What is being asked:
Format all of the data below as a JSON list of strings, with one string for each line and no entries for blank lines. Leave the pictures out of the list.

Records to use:
/---

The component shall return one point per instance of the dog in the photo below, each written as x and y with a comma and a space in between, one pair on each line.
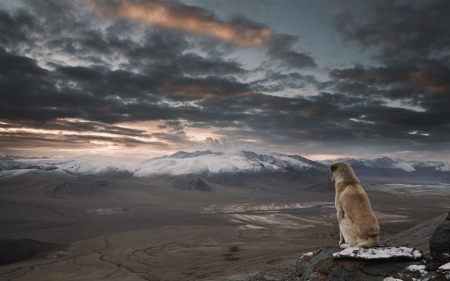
358, 225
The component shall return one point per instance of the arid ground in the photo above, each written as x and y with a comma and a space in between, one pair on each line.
126, 228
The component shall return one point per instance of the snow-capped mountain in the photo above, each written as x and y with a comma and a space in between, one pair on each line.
76, 166
391, 164
208, 163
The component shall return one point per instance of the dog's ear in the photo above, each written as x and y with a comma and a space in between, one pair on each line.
333, 167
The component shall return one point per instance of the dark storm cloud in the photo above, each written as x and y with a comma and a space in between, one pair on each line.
413, 43
403, 31
160, 77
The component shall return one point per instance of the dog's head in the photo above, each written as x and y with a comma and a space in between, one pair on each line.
342, 172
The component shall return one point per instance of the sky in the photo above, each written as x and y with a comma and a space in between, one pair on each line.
135, 79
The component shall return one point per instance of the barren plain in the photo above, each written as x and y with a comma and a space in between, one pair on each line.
126, 228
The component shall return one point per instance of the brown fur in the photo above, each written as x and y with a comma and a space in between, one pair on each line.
357, 223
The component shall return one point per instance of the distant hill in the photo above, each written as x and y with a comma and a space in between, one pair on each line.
213, 164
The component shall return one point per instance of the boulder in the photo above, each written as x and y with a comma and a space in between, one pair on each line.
440, 242
361, 264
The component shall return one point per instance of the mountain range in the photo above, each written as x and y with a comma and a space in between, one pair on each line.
208, 163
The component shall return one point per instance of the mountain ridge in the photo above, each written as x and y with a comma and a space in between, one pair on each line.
208, 163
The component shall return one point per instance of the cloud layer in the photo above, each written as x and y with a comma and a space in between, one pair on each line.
164, 76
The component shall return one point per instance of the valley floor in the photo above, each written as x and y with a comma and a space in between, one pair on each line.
144, 229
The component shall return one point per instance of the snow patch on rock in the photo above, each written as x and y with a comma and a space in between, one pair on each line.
378, 253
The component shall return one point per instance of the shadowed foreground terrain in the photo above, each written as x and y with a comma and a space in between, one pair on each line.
125, 228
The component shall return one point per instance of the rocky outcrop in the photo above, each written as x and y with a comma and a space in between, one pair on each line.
359, 264
440, 242
378, 263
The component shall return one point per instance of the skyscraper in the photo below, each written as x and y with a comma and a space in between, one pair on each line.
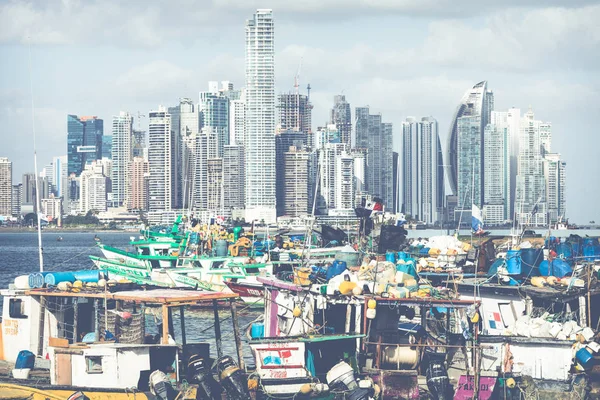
160, 160
376, 137
341, 116
477, 102
214, 114
84, 141
5, 187
121, 158
497, 172
422, 191
295, 112
260, 117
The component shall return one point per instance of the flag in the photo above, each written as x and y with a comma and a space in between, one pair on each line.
476, 219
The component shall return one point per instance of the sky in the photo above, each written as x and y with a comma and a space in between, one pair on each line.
400, 57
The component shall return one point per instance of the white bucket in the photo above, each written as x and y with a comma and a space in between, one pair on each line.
21, 373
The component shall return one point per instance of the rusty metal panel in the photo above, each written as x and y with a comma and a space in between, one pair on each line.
403, 385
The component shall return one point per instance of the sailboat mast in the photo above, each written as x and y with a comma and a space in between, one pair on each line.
37, 180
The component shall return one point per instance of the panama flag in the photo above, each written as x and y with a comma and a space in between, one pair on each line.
476, 219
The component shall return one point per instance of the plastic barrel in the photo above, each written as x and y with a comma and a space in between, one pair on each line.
54, 278
391, 257
530, 260
87, 275
513, 262
257, 330
36, 280
221, 248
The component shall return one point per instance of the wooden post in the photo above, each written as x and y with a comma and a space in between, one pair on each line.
217, 329
75, 318
165, 332
96, 320
182, 322
171, 324
236, 334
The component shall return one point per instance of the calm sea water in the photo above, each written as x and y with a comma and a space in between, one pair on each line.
19, 256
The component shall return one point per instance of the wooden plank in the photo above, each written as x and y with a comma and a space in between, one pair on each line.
58, 342
63, 369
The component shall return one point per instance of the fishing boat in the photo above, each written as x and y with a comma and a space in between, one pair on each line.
98, 343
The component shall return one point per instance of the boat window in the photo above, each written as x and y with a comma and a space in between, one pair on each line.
16, 308
93, 364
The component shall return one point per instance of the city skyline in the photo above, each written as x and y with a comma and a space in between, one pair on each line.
388, 85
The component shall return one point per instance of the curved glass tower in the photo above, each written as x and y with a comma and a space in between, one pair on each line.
476, 105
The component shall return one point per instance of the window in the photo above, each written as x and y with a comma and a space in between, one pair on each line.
16, 308
93, 364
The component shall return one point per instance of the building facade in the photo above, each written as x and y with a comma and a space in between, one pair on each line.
260, 117
122, 155
422, 190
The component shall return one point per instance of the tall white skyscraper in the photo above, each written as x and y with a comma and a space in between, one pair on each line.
160, 160
121, 157
260, 117
422, 190
496, 187
5, 186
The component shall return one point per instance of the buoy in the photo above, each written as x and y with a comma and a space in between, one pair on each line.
371, 313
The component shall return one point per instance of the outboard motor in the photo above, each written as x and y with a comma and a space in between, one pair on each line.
199, 372
341, 377
161, 387
437, 377
233, 379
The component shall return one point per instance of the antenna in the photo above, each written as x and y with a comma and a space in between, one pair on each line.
37, 181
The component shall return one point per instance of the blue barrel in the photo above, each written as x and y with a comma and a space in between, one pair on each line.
391, 257
87, 275
336, 268
25, 359
221, 248
583, 356
257, 330
54, 278
36, 280
531, 260
513, 262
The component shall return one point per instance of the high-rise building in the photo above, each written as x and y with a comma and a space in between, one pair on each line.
214, 114
121, 158
295, 112
296, 182
160, 160
106, 146
185, 127
341, 116
5, 187
84, 141
283, 141
260, 117
555, 173
16, 194
376, 137
237, 116
478, 104
497, 172
422, 191
531, 196
138, 190
93, 189
233, 177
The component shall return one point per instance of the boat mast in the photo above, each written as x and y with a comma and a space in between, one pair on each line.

\---

Exercise solution:
[
  "The component shall return one point per instance of the dog in the photo below, each written as x and y with a comma and a space in between, one pair on each line.",
  "358, 225",
  "The component shall return one point per instance of the arid ground in the photo above, each written as x and y with a comma and a space in between, one pair on each line.",
  "126, 228",
  "The component shall return one point per instance of the snow-capped mountain in the photo above, each written as x and y with a comma and a space in between, one pair on each line.",
  "76, 166",
  "391, 164",
  "208, 163",
  "The component shall return one point per instance of the dog's ear in the photo above, each written as x and y with a comma and a space in between, one pair on each line.",
  "333, 167",
  "The component shall return one point per instance of the dark storm cloud in the photo above, each written as x and y with a comma and a space in between, one pair on each line.",
  "413, 43",
  "403, 31",
  "160, 77",
  "The component shall return one point per instance of the dog's head in the photo above, each written as x and y with a comma and a space in between, one pair on each line.",
  "342, 172",
  "The component shall return one point per instance of the sky in the photo above, each written as x and y with a comma and a space in between, one pair on each line.",
  "135, 79",
  "The component shall return one point per instance of the barren plain in the photo above, each written as x and y with a comma and a space in between, one pair on each line.",
  "126, 228",
  "The component shall return one point per instance of the brown fur in the photo above, each written as x and y with a comma and a space in between, one pair on each line.",
  "357, 223",
  "The component shall return one point per instance of the distant hill in the photo above, each written as x and y with a comma and a space in between, one pair on each line.",
  "213, 164",
  "The component shall return one point per instance of the boulder in the photo above, each written as x and y with a comma and a space in between, one pair on each line.",
  "440, 242",
  "361, 264",
  "The component shall return one point per instance of the mountain range in the photo above, each written as x and y with a comma and a space in between, one pair on each line.",
  "208, 163",
  "The component shall return one point per instance of the mountain ridge in the photo above, each written as x and y with a comma and a space in between, one pair on each line.",
  "208, 163",
  "The component shall return one point per instance of the cloud layer in the photo above, each written as x and y with a comma and a space in between, one pair on each line.",
  "164, 76",
  "The component shall return one point per instance of the valley floor in the photo above, each written as x and y with a comma and a space in between, one pair on each line.",
  "144, 229",
  "The component shall return one point per instance of the snow patch on rock in the photo above, each written as x and y with a comma and a space in between, one pair on each line.",
  "378, 253",
  "The component shall return one point per instance of the shadowed foreground terrain in the photo above, each written as x and y with a comma and a space in between, one pair on each line.",
  "125, 228",
  "The component shall return one point per instance of the rocky outcrop in the photo above, each written as x and y with a comma and a space in between, one pair on each line.",
  "359, 264",
  "440, 242",
  "378, 263",
  "The component shall return one point per instance of the skyscraper in the photo below, each written as x and y with a comma and a space in between, one pair on each line.",
  "160, 160",
  "376, 137",
  "341, 116",
  "477, 102",
  "214, 114",
  "84, 141",
  "5, 187",
  "121, 158",
  "497, 172",
  "422, 191",
  "295, 112",
  "260, 117",
  "The component shall return one point per instance of the flag in the photo above, each written as x and y with a comma and a space in between, one pair on each line.",
  "476, 219",
  "The component shall return one point per instance of the sky in the photo above, each written as x and y with a comma and a space in between, one pair on each line.",
  "400, 57",
  "The component shall return one point per instance of the white bucket in the photo above, each written as x and y with a comma and a space in between, one pair on each line.",
  "21, 373",
  "The component shall return one point per instance of the rusty metal panel in the photo above, each written as x and y with a comma and a space in between, one pair on each line.",
  "403, 385",
  "The component shall return one point per instance of the sailboat mast in the photo above, each written as x and y with a comma and a space in between, one pair on each line.",
  "37, 180",
  "The component shall return one point per instance of the panama flag in the photo above, each written as x and y with a comma and a space in between, one pair on each line.",
  "476, 219",
  "The component shall return one point per instance of the plastic barrel in the photo above, each written as x and y with a comma and a space in between, one pair on each line.",
  "54, 278",
  "391, 257",
  "530, 260",
  "87, 275",
  "513, 262",
  "257, 330",
  "36, 280",
  "221, 248",
  "The component shall return one point per instance of the wooden post in the photo above, each written as x and y with a comma and a space in between, one pair on each line.",
  "217, 329",
  "75, 318",
  "165, 332",
  "96, 320",
  "182, 322",
  "171, 324",
  "236, 334",
  "The component shall return one point per instance of the calm sea water in the photo above, each written as x and y with a comma and a space in between, one pair on each line.",
  "19, 256",
  "The component shall return one point per instance of the wooden plank in the photo above, each written as x and y with a comma and a space in between, one pair on each line.",
  "58, 342",
  "63, 369",
  "The component shall return one point per instance of the fishing boat in the photo above, each written as x and y with a comma and a space in between, one pair on each line.",
  "98, 343",
  "The component shall return one point per instance of the boat window in the photo above, each written as x and y with a comma and a space in between, one pair on each line.",
  "16, 308",
  "93, 364",
  "The component shall return one point per instance of the city skyline in the photo above, each written as x and y with a comma and a space in between, one pair on each line.",
  "388, 85",
  "The component shall return one point per instance of the curved glass tower in the photo above, each written as x and y with a comma and a space in between, one pair on each line.",
  "476, 105",
  "The component shall return one point per instance of the window in the photo above, each written as x and y with a comma and a space in between, one pair on each line.",
  "16, 308",
  "93, 364",
  "The component shall return one point per instance of the building facade in the photo above, each written as x and y with a comma and a space in between, one pair on each line.",
  "260, 117",
  "122, 155",
  "422, 190",
  "The component shall return one point per instance of the tall white skyscraper in the photo above, each written as x and y with a comma and a space in between, one pair on each line.",
  "160, 160",
  "121, 157",
  "260, 117",
  "422, 190",
  "496, 187",
  "5, 186",
  "The component shall return one point per instance of the buoy in the photo above, each written as x and y with a comma and a space in between, one pair on each line.",
  "371, 313",
  "The component shall return one point per instance of the outboard motor in the photo above, each written as x and y with a comma and a space in between, one pair on each line.",
  "199, 372",
  "341, 377",
  "161, 387",
  "437, 377",
  "233, 379",
  "The component shall return one point per instance of the antenna in the photo above, each written as x and y with a comma and a space in between, one pair on each line.",
  "37, 181",
  "The component shall return one point per instance of the blue barrel in the photo above, each written as x and y with a comma and a space in between, one pair on each line.",
  "391, 257",
  "87, 275",
  "336, 268",
  "25, 359",
  "221, 248",
  "583, 356",
  "257, 330",
  "54, 278",
  "36, 280",
  "531, 260",
  "513, 262",
  "The component shall return one point per instance of the high-rise building in the photo above, each written as x and y with a comma and a space in between, one pair on each line.",
  "214, 114",
  "121, 158",
  "295, 112",
  "296, 182",
  "160, 160",
  "106, 146",
  "185, 127",
  "341, 116",
  "5, 187",
  "84, 141",
  "283, 141",
  "260, 117",
  "555, 173",
  "16, 194",
  "376, 137",
  "237, 116",
  "478, 104",
  "497, 172",
  "422, 191",
  "531, 196",
  "138, 190",
  "93, 189",
  "233, 177",
  "The component shall return one point per instance of the boat mast in the photo above, each written as x and y with a comma and a space in between, one pair on each line."
]